I’d signed a confidentiality agreement when I started at Playboy, but I kept a journal the whole time. I published part of it in an excellent 90s feminist ‘zine called Maxine. It was called “Jane and Me” and it was about my evolving relationship with Playmate, aka Jane. It was about how it was exciting and dangerous to be so close to her. It was about how I objectified her at first because what else could you do? It was about how it made me feel powerful to take possession of a “male fantasy” and make her my own, but also made me feel guilty for being so implicated in the sexism. It was about how I began to imbue her with a certain more “real” attributes—how she began to “talk back” in my writing.

After three years, I left the Playboy job and went to grad school and didn’t think about her much anymore. Now it’s been fifteen years(!) since I worked at Playboy but she’s stayed in my head as an icon, unchanging, along with a younger version of myself. When I heard about Big Feminist BUT, I realized I still wanted to write about that time, to see what had changed. I pitched a piece.

I wanted to think I’d integrated her, but writing “Playmate and Me” showed me that Playmate is impossible to integrate—things change around her, but she persists as immutable as the forces that brought her into existence. Every once in while I gaze at the newsstand and I see her there threatening to swallow me again, but that feeling passes and then I smile at her like some kind of old friend.

Emily Flake

Emily, your comics are quietly subversive. It’s remarkable how you’re able to challenge so much in a single panel, and I love that the women in your comics are ‘in on the joke’. Is this something you specifically craft and aim for, or is it something that’s just a byproduct of who you are, and what your beliefs are?

I’m going with “byproduct.” I’m too lazy to have an agenda, per se; this stuff just kinda bubbles up out of my general worldview. *Are* my comics subversive? I don’t know – I don’t consider that the jokes I write are informed by my political beliefs. “Subversive” to me implies a more overtly political response to the world than I have in my work. The women – all the characters in my comics, really – sort of come form the same place emotionally? philosophically? as I do, I suppose, unless they’re in he comic specifically to serve as a challenge or a foil to that worldview, which is basically that we’re mostly hapless and lonely and we are most certainly all going to die, so the best we can do is help each other fell less shitty all the time, and in the meanwhile we fuck up constantly… which as philosophies go, is pretty dopey, and definitely not political. I don’t personally think most (not all) overtly political work is funny. There are a very few that can do it well, but when politics come into a work it lends it a stridency that deflates the delicate, erm, souffle of the joke.

Gabrielle Bell

Gabrielle, your story is so rich and complex; I loved it so much. I have a friend who thought everything you wrote was true – verbatim. How do you balance truth with fiction, especially in a story that is rooted in historical events?

I didn’t worry too much about messing with history, at least not until after I’d finished the story. I tend to worry about upsetting people I’ve used in my story only after I’ve done. While I am in the grips of storytelling, it doesn’t occur to me that someone might take issue with it. It wasn’t easy though. I think turning the non-fiction into fiction comes from coming up against the limitations of non-fiction. I get frustrated with by my own narrow, pedestrian experiences and I begin to build on them. I don’t like to exaggerate-you can sense it when someone is merely stretching the truth. Exaggeration creates mistrust in the reader, or a sense of falseness, a feeling of the story being out of focus. Like a photograph having been photoshopped. Better to just full on lie. To write what you wish had happened, or what you fear could happen. It’s not easy, but I think it’s best when it’s rooted in reality.

....

_What to do_: Please copy everything in the interview excerpt above from "Emily Flake" down to "your beliefs are?", word for word.

(Location labeling records)
....

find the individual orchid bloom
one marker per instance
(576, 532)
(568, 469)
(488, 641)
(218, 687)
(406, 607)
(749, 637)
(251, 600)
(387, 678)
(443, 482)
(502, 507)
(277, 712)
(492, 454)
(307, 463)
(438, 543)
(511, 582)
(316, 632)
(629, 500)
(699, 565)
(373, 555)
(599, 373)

....

_Written response_:
Emily Flake

Emily, your comics are quietly subversive. It’s remarkable how you’re able to challenge so much in a single panel, and I love that the women in your comics are ‘in on the joke’. Is this something you specifically craft and aim for, or is it something that’s just a byproduct of who you are, and what your beliefs are?